▶ **SOLICITUD 1**:
Traduce al inglés esta oración del texto sobre Gilda: «Gilda se hizo Santa porque así lo quiso el pueblo.»
▶ **SOLICITUD 2**:
Retoma el texto sobre Gilda y continúalo a partir de su última oración.

▶ **TEXTO PROPORCIONADO**:
------------------------------------------------------------------------

La princesa en la taberna

Gilda se hizo Santa porque así lo quiso el pueblo. A 25 años de su muerte, recorremos su vida y su impacto social, el cual sigue siendo vigente.
Gilda Cantando

Un corazón de plástico azul con el escudo de Boca. Placas doradas con dedicatorias y agradecimientos. Una está firmada por la Tota Santillán. Flores de plástico y flores frescas. “Gracias Gilda por haberme concedido el milagro”. Deseos anónimos. Zapatillas de bebés colgadas. La cara de Mickey en goma eva. Rosarios de muchos colores. Papelitos pegados con cinta de papel. Una caja de helado convertida en buzón de cartas. Cuento la palabra milagro: 36 veces.

------------------------------------------------------------------------

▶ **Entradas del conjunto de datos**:
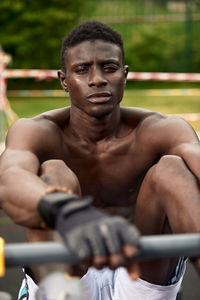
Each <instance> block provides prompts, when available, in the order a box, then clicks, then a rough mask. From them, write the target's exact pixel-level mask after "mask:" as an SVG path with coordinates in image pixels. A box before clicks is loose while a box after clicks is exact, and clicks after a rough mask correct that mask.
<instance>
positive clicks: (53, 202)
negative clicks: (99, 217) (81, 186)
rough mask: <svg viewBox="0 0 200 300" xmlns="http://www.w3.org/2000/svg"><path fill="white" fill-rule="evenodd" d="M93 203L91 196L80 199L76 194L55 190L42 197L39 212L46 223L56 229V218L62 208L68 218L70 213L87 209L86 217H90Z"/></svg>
mask: <svg viewBox="0 0 200 300" xmlns="http://www.w3.org/2000/svg"><path fill="white" fill-rule="evenodd" d="M91 204H92V198H91V197H84V198H82V199H80V198H79V197H78V196H77V195H75V194H67V193H63V192H54V193H51V194H47V195H45V196H44V197H42V198H41V199H40V202H39V204H38V212H39V214H40V217H41V218H42V220H44V221H45V223H46V225H48V226H49V227H50V228H53V229H55V227H56V220H57V218H58V215H59V214H60V213H61V210H62V215H64V216H65V217H66V218H67V217H69V216H70V215H72V214H73V213H74V212H78V211H82V210H86V209H87V210H89V211H88V213H86V219H87V218H89V215H91V213H92V211H91V210H92V207H91ZM89 208H90V209H89ZM90 211H91V212H90ZM84 215H85V214H84ZM92 219H93V217H92ZM77 221H79V222H78V223H80V221H81V220H77Z"/></svg>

------------------------------------------------------------------------

▶ **RESULTADO 1**:
Gilda became a Saint because that is how the people wanted it.

▶ **RESULTADO 2**:
En el cementerio de la Chacarita se encuentran los restos de Gilda, su hija Mariel y su madre Tita. Ellas, junto a tres músicos del conjunto y el chofer, murieron en un accidente el 7 de septiembre de 1996, cuando un cambión embistió al micro en el cual viajaba Gilda, su grupo musical y parte de su familia. Iban rumbo a Chajarí, Entre Ríos, para dar un concierto. Fue en el km 129 de la ruta 12, conocida anteriormente como “la ruta de la muerte”.

Norberto es el cuidador de la galería 24, dónde están ubicados los nichos de la cantante y su familia. Su trabajo consiste exclusivamente en mantener las tres lápidas lindas, cuidadas, sacar las flores muertas, barrer, regar las plantas que dejan los fans alrededor del lugar. En el sector 24 hay restos de otras personas, que también están muy cuidados. No sé si las mantiene Norberto por inercia o si las familias de esos muertos se sienten obligadas a mantener cierto equilibro, ciertos parámetros estéticos con respecto a los tres nichos famosos. La galería 24 tiene luz cálida.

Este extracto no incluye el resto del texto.